▶ **Problem to work on**
Count the lines in the material below that contain the word "balloon" and reply with that number alone.

▶ **Available records**
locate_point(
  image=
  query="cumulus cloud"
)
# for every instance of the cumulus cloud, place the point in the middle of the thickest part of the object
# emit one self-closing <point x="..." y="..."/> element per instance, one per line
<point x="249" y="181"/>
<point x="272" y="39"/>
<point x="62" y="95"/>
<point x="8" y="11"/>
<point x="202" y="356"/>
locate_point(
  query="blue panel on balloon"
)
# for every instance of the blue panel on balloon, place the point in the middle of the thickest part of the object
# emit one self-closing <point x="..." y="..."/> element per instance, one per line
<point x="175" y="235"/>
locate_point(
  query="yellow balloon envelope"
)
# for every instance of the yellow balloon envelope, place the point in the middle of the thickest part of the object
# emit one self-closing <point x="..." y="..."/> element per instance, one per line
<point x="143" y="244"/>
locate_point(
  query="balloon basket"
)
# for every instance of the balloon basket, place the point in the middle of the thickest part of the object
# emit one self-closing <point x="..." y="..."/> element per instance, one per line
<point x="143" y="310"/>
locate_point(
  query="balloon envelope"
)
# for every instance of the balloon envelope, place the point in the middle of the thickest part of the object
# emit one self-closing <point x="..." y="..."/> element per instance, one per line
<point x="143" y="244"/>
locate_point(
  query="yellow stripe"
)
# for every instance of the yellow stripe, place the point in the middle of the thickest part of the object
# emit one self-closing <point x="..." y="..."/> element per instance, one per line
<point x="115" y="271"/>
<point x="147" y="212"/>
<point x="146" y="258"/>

---

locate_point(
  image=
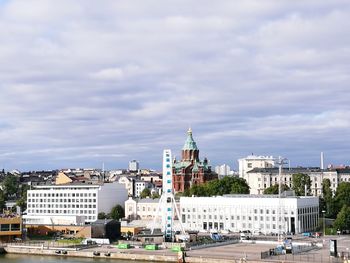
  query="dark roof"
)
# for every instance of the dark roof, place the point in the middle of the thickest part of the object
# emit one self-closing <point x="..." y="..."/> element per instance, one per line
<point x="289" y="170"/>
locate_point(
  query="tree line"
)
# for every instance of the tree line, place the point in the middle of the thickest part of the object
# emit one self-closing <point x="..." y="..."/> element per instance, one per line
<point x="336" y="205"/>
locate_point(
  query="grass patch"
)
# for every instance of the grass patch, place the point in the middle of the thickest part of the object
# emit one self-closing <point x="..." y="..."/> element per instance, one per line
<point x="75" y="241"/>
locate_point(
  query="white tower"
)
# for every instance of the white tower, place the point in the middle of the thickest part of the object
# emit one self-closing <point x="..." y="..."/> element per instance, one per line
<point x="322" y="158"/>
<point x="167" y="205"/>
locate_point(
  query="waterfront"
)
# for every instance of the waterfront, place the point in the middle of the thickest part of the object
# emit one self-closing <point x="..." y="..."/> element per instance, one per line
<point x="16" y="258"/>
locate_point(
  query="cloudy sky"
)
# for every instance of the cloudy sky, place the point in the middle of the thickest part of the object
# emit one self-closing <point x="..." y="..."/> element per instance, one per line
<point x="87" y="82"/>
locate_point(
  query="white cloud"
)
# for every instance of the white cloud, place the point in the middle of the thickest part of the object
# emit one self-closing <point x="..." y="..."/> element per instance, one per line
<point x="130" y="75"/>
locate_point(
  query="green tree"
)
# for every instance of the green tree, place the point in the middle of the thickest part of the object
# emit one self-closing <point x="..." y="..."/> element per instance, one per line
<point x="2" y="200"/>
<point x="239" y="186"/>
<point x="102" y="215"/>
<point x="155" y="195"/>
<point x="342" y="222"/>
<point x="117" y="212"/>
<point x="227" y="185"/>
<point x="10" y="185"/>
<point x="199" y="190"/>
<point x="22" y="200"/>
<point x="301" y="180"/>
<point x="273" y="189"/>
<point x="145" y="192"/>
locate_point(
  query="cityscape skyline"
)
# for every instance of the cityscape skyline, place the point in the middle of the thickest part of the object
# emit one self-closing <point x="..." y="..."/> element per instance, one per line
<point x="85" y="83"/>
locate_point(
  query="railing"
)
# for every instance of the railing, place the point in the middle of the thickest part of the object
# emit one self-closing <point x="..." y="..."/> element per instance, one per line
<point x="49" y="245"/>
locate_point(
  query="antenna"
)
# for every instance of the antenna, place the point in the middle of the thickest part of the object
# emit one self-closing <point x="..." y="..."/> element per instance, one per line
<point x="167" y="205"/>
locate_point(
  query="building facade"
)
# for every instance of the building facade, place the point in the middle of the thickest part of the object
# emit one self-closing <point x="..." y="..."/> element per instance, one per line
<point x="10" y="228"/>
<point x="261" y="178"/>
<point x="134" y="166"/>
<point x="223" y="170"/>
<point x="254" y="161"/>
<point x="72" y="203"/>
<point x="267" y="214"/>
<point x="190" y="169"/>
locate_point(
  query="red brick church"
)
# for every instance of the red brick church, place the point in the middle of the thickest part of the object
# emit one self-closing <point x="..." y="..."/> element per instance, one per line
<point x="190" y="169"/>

* * *

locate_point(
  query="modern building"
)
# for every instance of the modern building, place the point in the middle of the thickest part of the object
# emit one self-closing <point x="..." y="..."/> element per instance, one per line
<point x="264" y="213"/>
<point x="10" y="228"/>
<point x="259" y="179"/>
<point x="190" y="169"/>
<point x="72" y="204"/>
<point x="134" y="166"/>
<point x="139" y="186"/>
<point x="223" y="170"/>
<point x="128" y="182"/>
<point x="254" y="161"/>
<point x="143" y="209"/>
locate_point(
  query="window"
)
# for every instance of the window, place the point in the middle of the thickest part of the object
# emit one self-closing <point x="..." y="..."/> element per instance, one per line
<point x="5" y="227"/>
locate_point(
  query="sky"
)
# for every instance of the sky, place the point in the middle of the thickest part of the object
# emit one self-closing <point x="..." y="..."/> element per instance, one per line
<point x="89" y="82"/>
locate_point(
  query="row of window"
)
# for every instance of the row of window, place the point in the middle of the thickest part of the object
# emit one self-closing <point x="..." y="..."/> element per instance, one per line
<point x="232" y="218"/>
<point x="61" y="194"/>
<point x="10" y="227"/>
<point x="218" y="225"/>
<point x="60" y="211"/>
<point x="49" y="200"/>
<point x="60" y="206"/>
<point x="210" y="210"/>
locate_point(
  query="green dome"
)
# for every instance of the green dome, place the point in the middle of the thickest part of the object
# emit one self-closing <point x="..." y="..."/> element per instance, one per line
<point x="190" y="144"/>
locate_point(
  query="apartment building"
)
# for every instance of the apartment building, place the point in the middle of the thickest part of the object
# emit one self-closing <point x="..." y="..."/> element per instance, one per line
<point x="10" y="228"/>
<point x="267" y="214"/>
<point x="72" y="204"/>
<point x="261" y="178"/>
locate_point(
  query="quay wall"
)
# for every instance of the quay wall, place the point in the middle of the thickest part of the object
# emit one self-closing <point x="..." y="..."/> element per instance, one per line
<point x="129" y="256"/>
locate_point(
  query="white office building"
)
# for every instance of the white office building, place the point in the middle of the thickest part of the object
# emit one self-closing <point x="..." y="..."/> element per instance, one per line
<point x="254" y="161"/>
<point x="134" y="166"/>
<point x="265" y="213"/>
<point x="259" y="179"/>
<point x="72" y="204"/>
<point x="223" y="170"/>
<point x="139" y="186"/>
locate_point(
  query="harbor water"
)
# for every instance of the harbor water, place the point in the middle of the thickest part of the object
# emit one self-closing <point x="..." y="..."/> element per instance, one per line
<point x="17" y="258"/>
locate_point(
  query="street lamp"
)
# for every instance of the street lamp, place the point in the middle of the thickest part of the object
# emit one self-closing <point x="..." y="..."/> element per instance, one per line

▶ **Written reply**
8